● Task goal
Which lines in the records contain the string "light"? Pick out each one and copy it, matching case exactly.

● Pointing dataset records
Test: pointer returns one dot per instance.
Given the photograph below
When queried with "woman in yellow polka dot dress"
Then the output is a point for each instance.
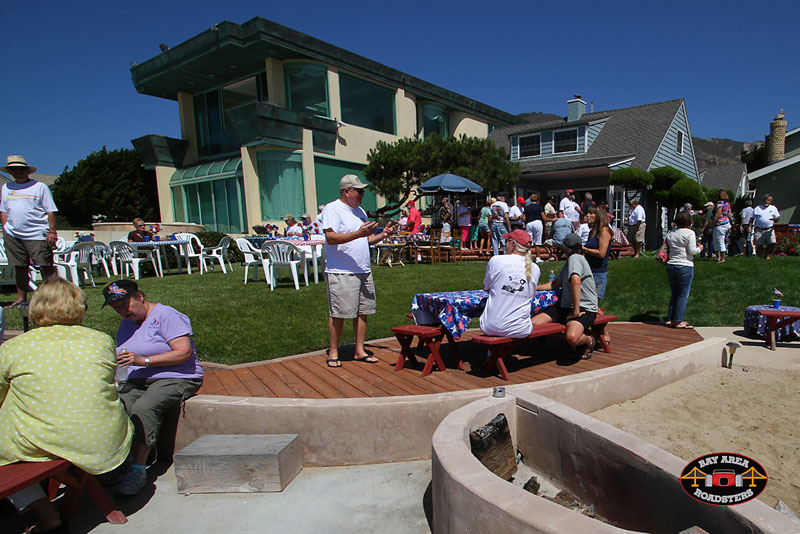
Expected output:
(58, 396)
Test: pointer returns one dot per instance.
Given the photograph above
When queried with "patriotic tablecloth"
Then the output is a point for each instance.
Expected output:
(756, 323)
(455, 309)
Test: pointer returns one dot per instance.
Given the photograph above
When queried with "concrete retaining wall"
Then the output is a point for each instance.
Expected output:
(391, 429)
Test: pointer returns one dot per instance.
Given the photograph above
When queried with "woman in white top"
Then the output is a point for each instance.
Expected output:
(683, 248)
(511, 281)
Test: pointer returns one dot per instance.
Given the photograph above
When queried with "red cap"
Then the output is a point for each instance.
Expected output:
(520, 236)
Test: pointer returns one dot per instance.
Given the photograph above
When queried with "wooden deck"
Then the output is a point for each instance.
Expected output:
(309, 378)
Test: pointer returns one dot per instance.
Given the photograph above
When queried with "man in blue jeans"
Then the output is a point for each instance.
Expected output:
(500, 223)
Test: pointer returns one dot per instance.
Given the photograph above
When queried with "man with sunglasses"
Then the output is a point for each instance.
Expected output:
(351, 291)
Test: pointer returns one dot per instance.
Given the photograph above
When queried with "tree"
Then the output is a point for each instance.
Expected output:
(110, 183)
(395, 169)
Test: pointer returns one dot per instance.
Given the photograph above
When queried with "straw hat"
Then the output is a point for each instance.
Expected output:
(16, 162)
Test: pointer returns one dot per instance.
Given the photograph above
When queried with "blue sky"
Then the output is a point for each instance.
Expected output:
(68, 90)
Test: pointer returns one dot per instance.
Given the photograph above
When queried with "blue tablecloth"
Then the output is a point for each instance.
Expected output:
(455, 309)
(756, 323)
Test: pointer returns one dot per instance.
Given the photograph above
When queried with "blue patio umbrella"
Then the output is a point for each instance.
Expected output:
(450, 183)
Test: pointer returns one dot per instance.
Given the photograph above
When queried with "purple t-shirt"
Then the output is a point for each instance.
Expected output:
(152, 337)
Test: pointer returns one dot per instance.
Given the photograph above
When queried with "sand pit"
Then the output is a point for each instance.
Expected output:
(747, 410)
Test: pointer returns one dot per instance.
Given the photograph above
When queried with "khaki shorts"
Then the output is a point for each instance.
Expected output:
(764, 236)
(636, 232)
(350, 295)
(20, 251)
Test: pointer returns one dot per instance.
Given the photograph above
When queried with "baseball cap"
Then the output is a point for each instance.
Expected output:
(572, 242)
(520, 236)
(119, 290)
(351, 180)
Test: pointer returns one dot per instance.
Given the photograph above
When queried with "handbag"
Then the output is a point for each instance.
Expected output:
(662, 256)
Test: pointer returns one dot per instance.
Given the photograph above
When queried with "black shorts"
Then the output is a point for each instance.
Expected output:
(559, 315)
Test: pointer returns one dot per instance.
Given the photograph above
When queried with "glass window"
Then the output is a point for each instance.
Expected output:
(565, 141)
(307, 88)
(280, 180)
(435, 120)
(530, 145)
(366, 104)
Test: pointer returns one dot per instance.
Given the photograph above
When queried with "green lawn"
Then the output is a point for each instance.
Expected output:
(236, 323)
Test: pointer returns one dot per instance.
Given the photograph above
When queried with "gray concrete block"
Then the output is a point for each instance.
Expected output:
(238, 463)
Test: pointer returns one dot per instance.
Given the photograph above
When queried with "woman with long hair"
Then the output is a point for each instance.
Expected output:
(683, 247)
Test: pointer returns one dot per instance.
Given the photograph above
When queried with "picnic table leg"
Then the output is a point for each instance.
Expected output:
(434, 356)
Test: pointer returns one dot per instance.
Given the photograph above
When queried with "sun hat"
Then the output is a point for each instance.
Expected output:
(572, 242)
(520, 236)
(119, 290)
(17, 162)
(351, 180)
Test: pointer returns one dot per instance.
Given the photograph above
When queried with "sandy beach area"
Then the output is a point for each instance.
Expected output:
(749, 409)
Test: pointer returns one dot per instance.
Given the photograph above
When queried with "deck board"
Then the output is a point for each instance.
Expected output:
(308, 377)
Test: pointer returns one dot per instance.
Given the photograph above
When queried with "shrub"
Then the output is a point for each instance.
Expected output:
(631, 178)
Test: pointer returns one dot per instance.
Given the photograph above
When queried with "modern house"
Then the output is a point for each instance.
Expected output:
(272, 118)
(781, 177)
(728, 177)
(581, 150)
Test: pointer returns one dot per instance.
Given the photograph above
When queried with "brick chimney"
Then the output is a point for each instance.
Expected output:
(777, 139)
(577, 107)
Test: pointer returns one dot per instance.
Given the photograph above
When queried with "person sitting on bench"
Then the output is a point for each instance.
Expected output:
(577, 307)
(511, 281)
(58, 397)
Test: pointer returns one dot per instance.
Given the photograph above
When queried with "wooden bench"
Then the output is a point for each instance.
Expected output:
(504, 346)
(430, 336)
(777, 319)
(20, 475)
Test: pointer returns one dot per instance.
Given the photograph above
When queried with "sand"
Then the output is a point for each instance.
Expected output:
(746, 410)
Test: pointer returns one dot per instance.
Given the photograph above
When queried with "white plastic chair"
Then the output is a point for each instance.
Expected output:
(194, 250)
(286, 255)
(218, 253)
(128, 258)
(253, 258)
(76, 258)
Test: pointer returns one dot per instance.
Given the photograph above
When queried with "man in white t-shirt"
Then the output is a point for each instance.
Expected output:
(351, 291)
(500, 223)
(571, 209)
(636, 226)
(28, 216)
(764, 217)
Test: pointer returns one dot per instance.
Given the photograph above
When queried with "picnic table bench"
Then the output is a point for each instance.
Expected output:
(20, 475)
(501, 346)
(777, 319)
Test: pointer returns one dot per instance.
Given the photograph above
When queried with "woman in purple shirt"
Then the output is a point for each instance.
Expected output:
(154, 343)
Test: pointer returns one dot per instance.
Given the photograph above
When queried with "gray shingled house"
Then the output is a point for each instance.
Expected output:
(581, 150)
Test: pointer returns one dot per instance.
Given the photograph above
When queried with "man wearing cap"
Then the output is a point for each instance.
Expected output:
(511, 281)
(577, 307)
(500, 222)
(515, 217)
(28, 216)
(571, 209)
(351, 291)
(636, 226)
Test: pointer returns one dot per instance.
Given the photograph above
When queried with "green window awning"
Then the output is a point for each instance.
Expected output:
(218, 170)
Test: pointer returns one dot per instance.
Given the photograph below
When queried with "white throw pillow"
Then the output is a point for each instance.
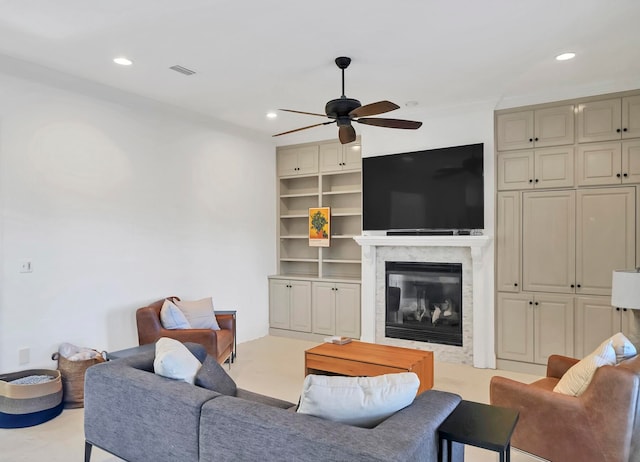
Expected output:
(576, 380)
(199, 313)
(360, 401)
(172, 317)
(623, 347)
(173, 360)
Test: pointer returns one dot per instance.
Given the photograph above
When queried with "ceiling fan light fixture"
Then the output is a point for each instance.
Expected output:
(123, 61)
(565, 56)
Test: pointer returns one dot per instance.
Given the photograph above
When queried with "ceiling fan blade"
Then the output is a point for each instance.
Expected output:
(302, 112)
(304, 128)
(374, 108)
(391, 123)
(347, 134)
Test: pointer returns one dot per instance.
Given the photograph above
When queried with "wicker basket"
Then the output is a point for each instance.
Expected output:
(72, 373)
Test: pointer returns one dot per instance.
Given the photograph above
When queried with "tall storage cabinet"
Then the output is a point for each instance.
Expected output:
(325, 174)
(566, 217)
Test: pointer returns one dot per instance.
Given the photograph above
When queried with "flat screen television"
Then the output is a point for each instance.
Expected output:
(430, 190)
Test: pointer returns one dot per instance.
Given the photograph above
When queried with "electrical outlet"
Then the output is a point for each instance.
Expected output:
(24, 356)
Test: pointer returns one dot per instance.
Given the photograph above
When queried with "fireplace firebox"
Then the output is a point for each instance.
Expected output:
(424, 302)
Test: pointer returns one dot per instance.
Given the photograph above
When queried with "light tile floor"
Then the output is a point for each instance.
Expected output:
(270, 365)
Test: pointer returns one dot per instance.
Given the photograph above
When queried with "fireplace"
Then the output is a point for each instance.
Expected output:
(424, 302)
(472, 252)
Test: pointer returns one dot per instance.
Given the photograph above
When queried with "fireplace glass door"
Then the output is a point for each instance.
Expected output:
(424, 302)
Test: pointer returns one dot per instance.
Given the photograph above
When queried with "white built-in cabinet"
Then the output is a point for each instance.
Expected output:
(336, 309)
(552, 126)
(609, 119)
(323, 174)
(290, 304)
(566, 217)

● Correct response
When queried with "ceiling fan light fixture"
When queried with "light tile floor"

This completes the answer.